Although the uninsured motorist and the insurance carrier have common interests in investigating and defending the tort case, they are not identical. For example, while the carrier may assert any defense available to the uninsured motorist, it may also assert defenses personal to it in challenging its status as defendant. State Farm Mut. Auto. Ins. Co. v. Glover, 113 Ga. App. 815 (149 SE2d 852) (1966); Strickland v. English, 115 Ga. App. 384 (154 SE2d 710) (1967). Not only are the two parties distinct, but also they are strangers. The insurance company contracted with the plaintiff, not the defendant. In the present case, there is no evidence in the record that the carrier, which is plaintiffs' own insurer, had any notice whatsoever of the accident which is the basis of this suit until well over two years after it occurred. Nor is there any evidence that plaintiffs did not know, nor could have discovered through investigation, such as at court or through the Department of Public Safety, that Beavers was an uninsured motorist. They allege that he was driving under the influence of alcohol and committed other traffic violations at the time of the collision.

- - -

→ **Tasks to carry out**
[1] In the rows, list each line that contains the string "target", treating uppercase and lowercase as distinct.
[2] Extend the court opinion on the uninsured motorist claim, picking up after its final sentence.
The court opinion passage above and the rows that follow are unrelated pieces of material.

- - -

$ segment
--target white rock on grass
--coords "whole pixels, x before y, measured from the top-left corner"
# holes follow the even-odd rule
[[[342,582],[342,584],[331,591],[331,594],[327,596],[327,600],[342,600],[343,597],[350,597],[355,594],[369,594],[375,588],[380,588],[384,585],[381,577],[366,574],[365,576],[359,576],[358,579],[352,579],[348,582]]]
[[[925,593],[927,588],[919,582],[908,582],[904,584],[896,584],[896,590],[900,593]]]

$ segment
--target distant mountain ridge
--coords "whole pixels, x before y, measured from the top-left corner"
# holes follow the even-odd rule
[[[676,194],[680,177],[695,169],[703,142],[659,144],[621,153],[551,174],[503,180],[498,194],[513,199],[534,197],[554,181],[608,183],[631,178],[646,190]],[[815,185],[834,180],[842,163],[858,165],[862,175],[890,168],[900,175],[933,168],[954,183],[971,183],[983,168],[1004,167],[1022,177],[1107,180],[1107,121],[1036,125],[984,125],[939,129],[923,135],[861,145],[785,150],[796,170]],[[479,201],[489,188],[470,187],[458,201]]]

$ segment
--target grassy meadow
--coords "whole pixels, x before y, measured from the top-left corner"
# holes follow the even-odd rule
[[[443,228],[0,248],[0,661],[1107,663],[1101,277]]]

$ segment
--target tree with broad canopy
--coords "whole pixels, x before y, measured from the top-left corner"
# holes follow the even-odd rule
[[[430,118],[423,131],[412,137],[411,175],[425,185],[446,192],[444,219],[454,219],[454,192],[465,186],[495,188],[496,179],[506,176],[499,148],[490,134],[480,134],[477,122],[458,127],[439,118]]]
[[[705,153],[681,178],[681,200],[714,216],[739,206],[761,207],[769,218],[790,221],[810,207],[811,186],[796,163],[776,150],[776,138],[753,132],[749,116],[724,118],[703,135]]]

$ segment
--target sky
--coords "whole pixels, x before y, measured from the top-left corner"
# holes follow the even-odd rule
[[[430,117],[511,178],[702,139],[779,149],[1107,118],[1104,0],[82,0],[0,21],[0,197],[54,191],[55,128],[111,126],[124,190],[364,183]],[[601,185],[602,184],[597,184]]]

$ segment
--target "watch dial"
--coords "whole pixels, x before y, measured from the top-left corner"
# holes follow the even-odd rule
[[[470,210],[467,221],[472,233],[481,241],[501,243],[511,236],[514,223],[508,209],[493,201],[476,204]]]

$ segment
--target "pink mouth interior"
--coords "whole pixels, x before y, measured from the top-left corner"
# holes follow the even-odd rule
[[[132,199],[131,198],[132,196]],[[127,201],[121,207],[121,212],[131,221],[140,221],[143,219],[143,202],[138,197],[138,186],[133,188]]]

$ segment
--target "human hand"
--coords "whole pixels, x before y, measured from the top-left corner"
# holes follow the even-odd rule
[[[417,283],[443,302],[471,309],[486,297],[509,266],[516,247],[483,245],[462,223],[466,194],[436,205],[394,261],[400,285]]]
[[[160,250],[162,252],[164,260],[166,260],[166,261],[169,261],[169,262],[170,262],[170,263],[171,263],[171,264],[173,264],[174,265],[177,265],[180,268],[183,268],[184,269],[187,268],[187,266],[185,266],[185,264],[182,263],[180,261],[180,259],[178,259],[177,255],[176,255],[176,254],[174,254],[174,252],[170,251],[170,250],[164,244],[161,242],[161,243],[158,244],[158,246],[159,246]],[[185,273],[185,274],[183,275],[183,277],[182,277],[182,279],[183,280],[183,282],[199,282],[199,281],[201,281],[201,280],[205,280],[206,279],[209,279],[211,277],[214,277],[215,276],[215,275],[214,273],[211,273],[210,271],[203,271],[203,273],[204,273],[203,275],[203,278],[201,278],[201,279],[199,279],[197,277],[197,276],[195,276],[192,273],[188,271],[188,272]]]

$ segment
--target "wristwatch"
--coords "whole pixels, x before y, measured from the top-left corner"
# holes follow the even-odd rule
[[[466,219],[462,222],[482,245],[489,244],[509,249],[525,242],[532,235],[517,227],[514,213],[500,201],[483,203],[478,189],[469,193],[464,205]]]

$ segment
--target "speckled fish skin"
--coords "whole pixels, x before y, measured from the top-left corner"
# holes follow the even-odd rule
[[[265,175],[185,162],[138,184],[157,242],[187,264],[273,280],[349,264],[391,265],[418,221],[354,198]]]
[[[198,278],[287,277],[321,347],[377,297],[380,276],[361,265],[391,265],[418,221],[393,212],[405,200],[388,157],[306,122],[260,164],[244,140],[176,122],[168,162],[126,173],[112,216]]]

- - -

→ **Answers to each task**
[1]
--target white rock on grass
--target distant mountain ridge
--target grassy meadow
--target tree with broad canopy
--target sky
--target "watch dial"
--target "pink mouth interior"
--target "human hand"
--target "wristwatch"
--target "speckled fish skin"

[2]
OCGA 9-3-93 operates to suspend the running of the statute of limitations against claims of creditors of the decedent's estate. It is made applicable to tort claims by operation of OCGA 9-3-98. The purpose of the two statutes is to protect plaintiffs who could not perfect service upon a defendant because of his death and the resulting gap before the appointment of an administrator. But this hiatus relates only to that defendant and would not provide an excuse for not timely notifying the insurer, because the reason service is not made earlier on the tortfeasor is because it cannot be done. He is dead and there is no one to represent him. The reason for tolling the statute does not exist as to the carrier, which was existent and available all along. The remedy provided by the statute is specific, applying to creditors "of [decedent's] estate." There is no reason to extend this abeyance relief as to other defendants or, in this case, to other parties in interest with respect to whom the impediment does not exist. This is particularly true because tolling is detrimental to the insurer, who is thereby even further removed in time from the occurrence it will be bound to investigate. Besides, the tolling statute relates to the time for bringing actions and serving defendant, not to the time for notifying the carrier as required by OCGA 33-7-11 (d). The carrier is not a defendant insofar as the notice is concerned; it is to be served only "as though [it] were actually named as a party defendant."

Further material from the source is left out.